FRAGMENT |
····················
Turner vindt dat type opgangsverhaal te benauwend, schrijft ze naar aanleiding van de productie van Tina: The Tina Turner Musical (2018). Ze wilde niet dat het een show werd over een vrouw die tot ster uitgroeide. ‘Dat is veel te beperkt. Mijn biografie is het leven, het leven van een vrouw die begon als een klein meisje in Nutbush en die, zoals ik al vaker heb gezegd, de wind tegen had maar toch de wereld in ging met niets meer dan haar stem, haar optimisme en haar wil om te overleven.’
Een klassieker voorbeeld van een selfmade sprookje vind je natuurlijk niet. Inclusief een episode waarin ze met 36 cent een nieuw leven begint en een sprookjeshuwelijk! Niet met Ike – hun huwelijksnacht brachten ze in een hoerenkot in Tijuana door – maar met Erwin Bach, de man die Turner échte liefde leerde kennen en die de rode draad doorheen My Love Story vormt.
Windowdressing
Met een inspirerend levensverhaal is natuurlijk niets mis, zolang het ook weet te inspireren of iets nieuws brengt. Daar schort het beide boeken aan. Tussen al het windowdressen en de goedkope inspiratiequotes door is het namelijk lang zoeken naar een streepje muziek(geschiedenis), datgene waar het tweetal zijn bekendheid aan te danken heeft.
····················
TE DOEN |
**a)** Met wie sloot Turner volgens het fragment haar sprookjeshuwelijk?
**b)** Schrijf uit het fragment letterlijk over vanaf "Turner vindt dat" tot en met "Love Story vormt.".
De vermeldingen komen uit een andere bron dan het fragment.

GEGEVEN VERMELDINGEN |
····················
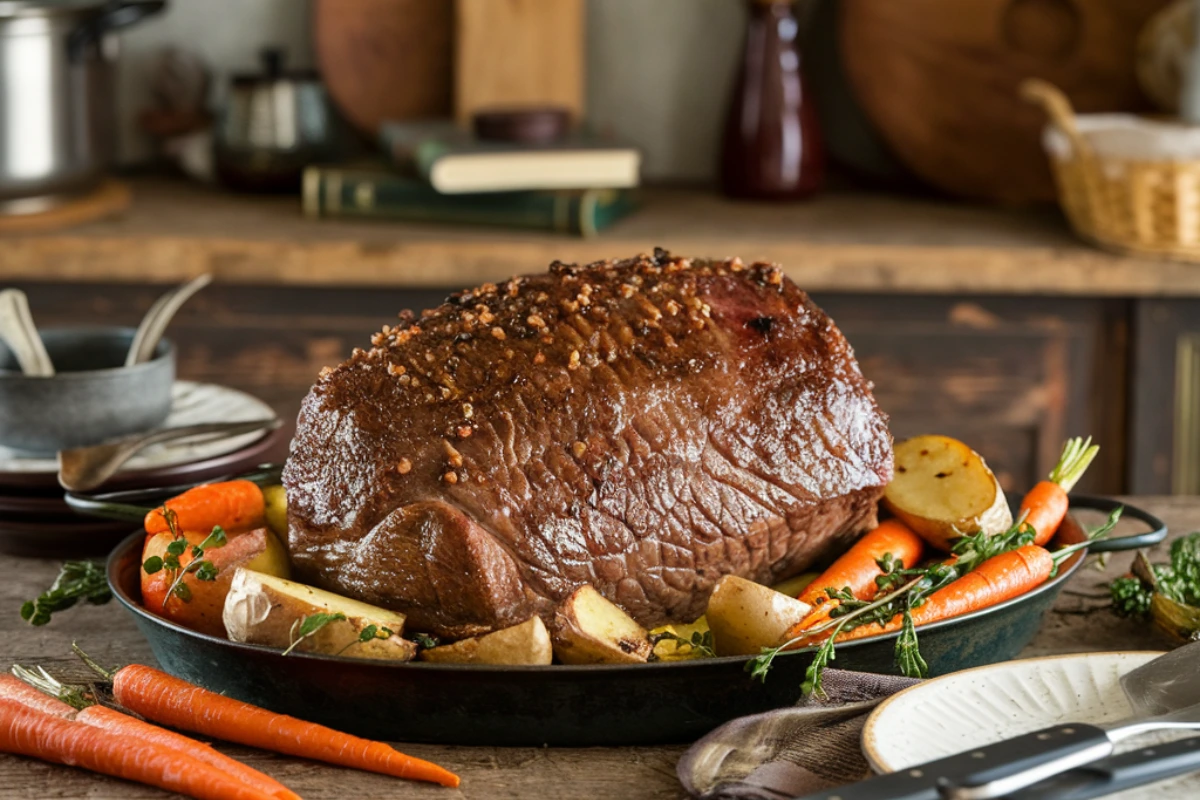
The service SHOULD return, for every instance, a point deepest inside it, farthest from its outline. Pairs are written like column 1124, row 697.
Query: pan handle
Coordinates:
column 1156, row 534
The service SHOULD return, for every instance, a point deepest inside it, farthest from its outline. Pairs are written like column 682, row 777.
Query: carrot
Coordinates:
column 1001, row 577
column 173, row 702
column 106, row 719
column 39, row 691
column 233, row 505
column 1045, row 505
column 857, row 569
column 25, row 731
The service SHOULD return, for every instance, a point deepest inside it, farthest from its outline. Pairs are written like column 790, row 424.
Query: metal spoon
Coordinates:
column 154, row 324
column 85, row 468
column 21, row 335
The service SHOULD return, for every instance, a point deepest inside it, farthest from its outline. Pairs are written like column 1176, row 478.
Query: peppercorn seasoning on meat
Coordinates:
column 643, row 426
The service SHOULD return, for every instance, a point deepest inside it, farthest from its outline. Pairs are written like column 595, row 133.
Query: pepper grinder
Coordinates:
column 772, row 148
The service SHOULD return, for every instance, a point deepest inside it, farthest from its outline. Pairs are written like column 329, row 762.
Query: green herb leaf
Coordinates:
column 306, row 626
column 907, row 653
column 205, row 571
column 76, row 581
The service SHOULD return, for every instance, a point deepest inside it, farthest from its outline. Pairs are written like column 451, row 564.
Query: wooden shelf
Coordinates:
column 849, row 242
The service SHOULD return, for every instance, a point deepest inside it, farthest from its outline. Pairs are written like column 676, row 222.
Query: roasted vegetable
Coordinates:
column 747, row 617
column 943, row 489
column 193, row 591
column 527, row 643
column 588, row 629
column 265, row 609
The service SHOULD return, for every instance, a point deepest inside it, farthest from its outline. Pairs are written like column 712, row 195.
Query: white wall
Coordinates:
column 659, row 71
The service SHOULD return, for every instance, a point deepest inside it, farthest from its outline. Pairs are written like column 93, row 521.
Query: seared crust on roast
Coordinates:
column 646, row 426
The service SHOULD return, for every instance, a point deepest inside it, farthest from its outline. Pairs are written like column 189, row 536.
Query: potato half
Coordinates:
column 588, row 629
column 943, row 489
column 527, row 643
column 264, row 609
column 747, row 617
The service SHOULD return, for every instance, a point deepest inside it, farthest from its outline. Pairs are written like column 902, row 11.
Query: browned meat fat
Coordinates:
column 646, row 426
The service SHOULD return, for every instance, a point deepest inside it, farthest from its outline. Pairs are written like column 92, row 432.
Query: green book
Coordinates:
column 455, row 162
column 384, row 194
····················
DE RESULTATEN |
**a)** Met Erwin Bach.

**b)**
Turner vindt dat type opgangsverhaal te benauwend, schrijft ze naar aanleiding van de productie van Tina: The Tina Turner Musical (2018). Ze wilde niet dat het een show werd over een vrouw die tot ster uitgroeide. ‘Dat is veel te beperkt. Mijn biografie is het leven, het leven van een vrouw die begon als een klein meisje in Nutbush en die, zoals ik al vaker heb gezegd, de wind tegen had maar toch de wereld in ging met niets meer dan haar stem, haar optimisme en haar wil om te overleven.’
Een klassieker voorbeeld van een selfmade sprookje vind je natuurlijk niet. Inclusief een episode waarin ze met 36 cent een nieuw leven begint en een sprookjeshuwelijk! Niet met Ike – hun huwelijksnacht brachten ze in een hoerenkot in Tijuana door – maar met Erwin Bach, de man die Turner échte liefde leerde kennen en die de rode draad doorheen My Love Story vormt.